== Document section
Knowledge, attitude and practices towards HIV testing following the introduction of self-testing: The case of the ATLAS project in Côte d’Ivoire
Arlette Simo Fotso, Arsène Kra Kouassi, Marie Claude Boily, Romain Silhol, Anthony Vautier, Joseph Larmarange
HIV testing is a central element of the strategy to end AIDS epidemic, as status awareness is the entry point to HIV care. In West Africa, only 68% of people living with HIV (PLHIV) were aware of their HIV status in 2019. To address the testing gap, the ATLAS project distributed a total of 400000 self-tests (HIVST) in three West African countries between 2019 and 2022, including 200 000 kits in Côte d’Ivoire. The aim of this study is to assess levels and correlates of knowledge, attitude and practice towards HIV conventional testing (tests other than HIVST) and self-testing after the introduction of HIVST in Cote d’Ivoire.
====
== Records supplied
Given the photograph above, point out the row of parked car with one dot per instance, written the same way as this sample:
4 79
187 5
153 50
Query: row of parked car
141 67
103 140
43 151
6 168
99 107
====
» **Your goal**:
Answer from the abstract on HIV testing in Côte d'Ivoire.
(a) What share of people living with HIV in West Africa knew their HIV status in 2019?
(b) How many self-test kits did the ATLAS project distribute in Côte d'Ivoire?
(c) What does the abstract mean by "conventional testing"?
The lines have no connection to the text about HIV testing.

» **Task output**:
(a) 68%
(b) 200 000 kits
(c) Tests other than HIV self-tests (HIVST)